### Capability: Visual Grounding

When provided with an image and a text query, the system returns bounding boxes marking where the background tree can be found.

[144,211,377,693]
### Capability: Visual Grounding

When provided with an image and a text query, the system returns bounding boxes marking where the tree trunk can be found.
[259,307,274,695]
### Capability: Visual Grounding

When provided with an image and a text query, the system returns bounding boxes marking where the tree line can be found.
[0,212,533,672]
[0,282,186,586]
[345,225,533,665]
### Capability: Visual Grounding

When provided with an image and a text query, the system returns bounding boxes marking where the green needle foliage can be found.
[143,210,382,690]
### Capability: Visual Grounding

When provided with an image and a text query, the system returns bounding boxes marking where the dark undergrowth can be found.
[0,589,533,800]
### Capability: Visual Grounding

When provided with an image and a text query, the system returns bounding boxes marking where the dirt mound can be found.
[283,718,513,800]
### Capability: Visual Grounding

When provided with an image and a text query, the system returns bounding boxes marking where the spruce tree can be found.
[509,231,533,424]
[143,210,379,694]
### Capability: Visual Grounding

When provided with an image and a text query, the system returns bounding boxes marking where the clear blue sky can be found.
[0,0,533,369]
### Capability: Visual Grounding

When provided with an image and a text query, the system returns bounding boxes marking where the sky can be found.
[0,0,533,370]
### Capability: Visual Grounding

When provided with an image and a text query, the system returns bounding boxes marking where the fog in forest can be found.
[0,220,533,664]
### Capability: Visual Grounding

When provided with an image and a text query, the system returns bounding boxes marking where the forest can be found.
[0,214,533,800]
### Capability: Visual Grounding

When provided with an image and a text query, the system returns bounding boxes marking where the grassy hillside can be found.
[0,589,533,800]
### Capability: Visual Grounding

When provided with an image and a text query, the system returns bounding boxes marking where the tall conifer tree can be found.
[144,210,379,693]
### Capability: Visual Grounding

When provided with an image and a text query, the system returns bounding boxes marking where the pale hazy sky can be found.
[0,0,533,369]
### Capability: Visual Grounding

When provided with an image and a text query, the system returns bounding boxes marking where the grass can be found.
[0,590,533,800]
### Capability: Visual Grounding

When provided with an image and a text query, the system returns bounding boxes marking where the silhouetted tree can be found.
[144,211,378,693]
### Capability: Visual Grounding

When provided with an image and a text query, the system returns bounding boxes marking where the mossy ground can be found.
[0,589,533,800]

-- Exercise requirements --
Update the rows above by putting "written phrase" wherever "text query" appears, and keep every other word unchanged.

-- Output for this exercise --
### Capability: Visual Grounding

When provided with an image and a written phrase, the system returns bounding boxes marking where the background tree can be found.

[144,211,377,693]
### Capability: Visual Grounding

When provided with an image and a written phrase, the system returns bounding boxes marking where the tree trunk can be found.
[259,307,274,695]
### Capability: Visual Grounding

When provided with an image and a written phrase, the system returns bounding boxes marking where the tree line can be found.
[0,212,533,672]
[0,282,186,586]
[345,225,533,665]
### Capability: Visual Grounding

When provided with an image and a written phrase, the system returns bounding boxes marking where the green needle foliage can be found.
[143,210,382,690]
### Capability: Visual Grounding

When provided with an image and a written phrase, the system returns bounding boxes marking where the dark undergrowth can be found.
[0,589,533,800]
### Capability: Visual Grounding

When provided with an image and a written phrase, the system returns bounding boxes marking where the dirt mound can be found.
[283,718,513,800]
### Capability: Visual Grounding

When provided with an image and a written phrase, the system returns bounding boxes marking where the spruce tree can be found.
[509,231,533,424]
[143,210,379,694]
### Capability: Visual Grounding

When provided with an image and a written phrase, the system returns bounding boxes marking where the clear blue sky can be found.
[0,0,533,369]
### Capability: Visual Grounding

When provided with an image and a written phrase, the system returns bounding boxes marking where the sky can be found.
[0,0,533,370]
### Capability: Visual Grounding

When provided with an image and a written phrase, the system returns bounding boxes marking where the fog in forest can be found.
[0,220,533,664]
### Capability: Visual Grounding

When provided with an image and a written phrase, the system returns bounding boxes marking where the forest can be found.
[0,214,533,800]
### Capability: Visual Grounding

When provided with an image and a written phrase, the system returns bounding boxes marking where the grassy hillside can be found.
[0,589,533,800]
### Capability: Visual Grounding

When provided with an image and a written phrase, the system returns bounding boxes marking where the tall conifer tree can be found.
[144,210,379,693]
### Capability: Visual Grounding

When provided with an image and a written phrase, the system returns bounding boxes marking where the pale hazy sky can be found.
[0,0,533,369]
### Capability: Visual Grounding

When provided with an image and a written phrase, the system returns bounding boxes marking where the grass can be found.
[0,590,533,800]
### Capability: Visual Grounding

When provided with an image and a written phrase, the system returns bounding boxes marking where the silhouetted tree can be found.
[144,211,378,693]
### Capability: Visual Grounding

When provided with an image and a written phrase, the system returns bounding boxes marking where the mossy ground can be found.
[0,589,533,800]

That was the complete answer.